Таков первый (и смертельно опасный) шаг всякого художества: «Моя связь с миром порвалась <…> и остался только бессмысленный облик, – как получается бессмысленный звук, если долго повторять, вникая в него, одно и то же обыкновеннейшее слово». Слово должно пройти через «остранение», через «войну», чтобы иметь возможность оказаться в «мире». Оно должно утратить смысл как отдельное слово, чтобы затем отразиться в других словах, чтобы потеряться в них – и тем самым возродиться [280]. И тогда оно сможет прикоснуться к самой вещи («…со словами я борюсь: там же я прикоснулся к самой вещи»).

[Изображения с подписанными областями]

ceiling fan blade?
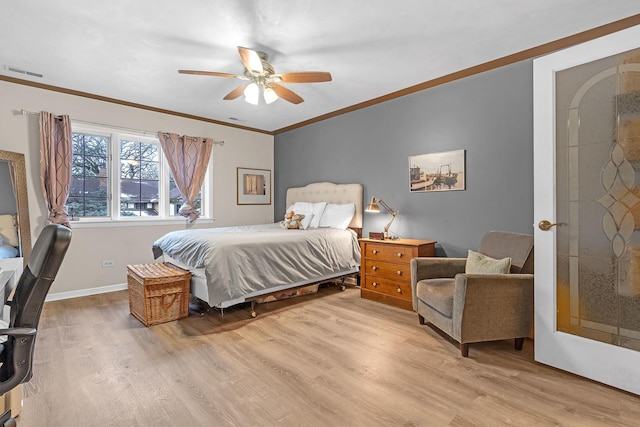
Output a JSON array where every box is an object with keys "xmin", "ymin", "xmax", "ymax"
[
  {"xmin": 238, "ymin": 46, "xmax": 264, "ymax": 74},
  {"xmin": 273, "ymin": 71, "xmax": 331, "ymax": 83},
  {"xmin": 271, "ymin": 83, "xmax": 304, "ymax": 104},
  {"xmin": 222, "ymin": 83, "xmax": 249, "ymax": 101},
  {"xmin": 178, "ymin": 70, "xmax": 236, "ymax": 77}
]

> _Условие задания_
Ответьте на вопросы по тексту:
1. Какими словами в тексте охарактеризован первый шаг всякого художества?
2. С чем сравнивается бессмысленный облик, который остается, когда связь с миром порвалась?
3. Через что должно пройти слово, чтобы оказаться в «мире»?

> _Ответ_
1. Он назван первым и смертельно опасным.
2. С бессмысленным звуком, который получается, если долго повторять, вникая в него, одно и то же обыкновеннейшее слово.
3. Через «остранение», через «войну».